◆ Цитируемый текст
§

Литмир - Электронная Библиотека
Содержание  
A
A

Еще более откровенно высказывались ближайшие сотрудники Чемберлена. Незадолго до завтрака в салоне леди Астор английский военный министр также в «доверительной» беседе с американскими корреспондентами заявил, что судьба Чехословакии предрешена: Германия насытится в Центральной Европе раньше, чем Запад сумеет помешать ей.

Если о содержании названных разговоров «off the record» узнал я, узнали о них, конечно, и немцы. Ход мыслей премьера и его сотрудников способен был только окрылять фашистских агрессоров.

§

◆ Имеющиеся материалы
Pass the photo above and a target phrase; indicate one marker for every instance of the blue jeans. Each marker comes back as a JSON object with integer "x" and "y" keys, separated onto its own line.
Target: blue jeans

§

◆ Что сделать
1) Выпишите в начальной форме все имена собственные из отрывка о политике Чемберлена, начиная со слов «Еще более откровенно» (заголовок страницы не учитывайте).
2) Допишите продолжение отрывка о политике Чемберлена после его последней фразы.

◆ Ответы к заданиям
1) Чемберлен, леди Астор, Чехословакия, Германия, Центральная Европа, Запад

2)
Гитлер было решил, что настал момент для очередного «прыжка». С одной стороны, он отправил в Лондон лидера судетских немцев Гейнлейна[87], который старался изобразить и себя, и руководимое им нацистское движение как истых представителей здравого смысла, готовых идти на самые разумные компромиссы с чехословацким правительством; Чемберлен не принял Гейнлейна, но влиятельные члены из окружения премьера вели с ним длинные и серьезные разговоры; беседовали с Гейнлейном также в целях ориентации Черчилль, Иден, Ванситарт и т.д. С другой стороны, Гитлер одновременно поднял бешеную кампанию протии Чехословакии и 19 мая придвинул к ее границам несколько дивизий. Он ждал, что Франция и СССР, имевшие пакты взаимопомощи с Чехословакией, уклонятся от выполнения своих обязательств, а Великобритания займет нейтральную позицию и что в такой обстановке пражское правительство уступит ему без выстрела. Фюрера, однако, ждало неожиданное разочарование.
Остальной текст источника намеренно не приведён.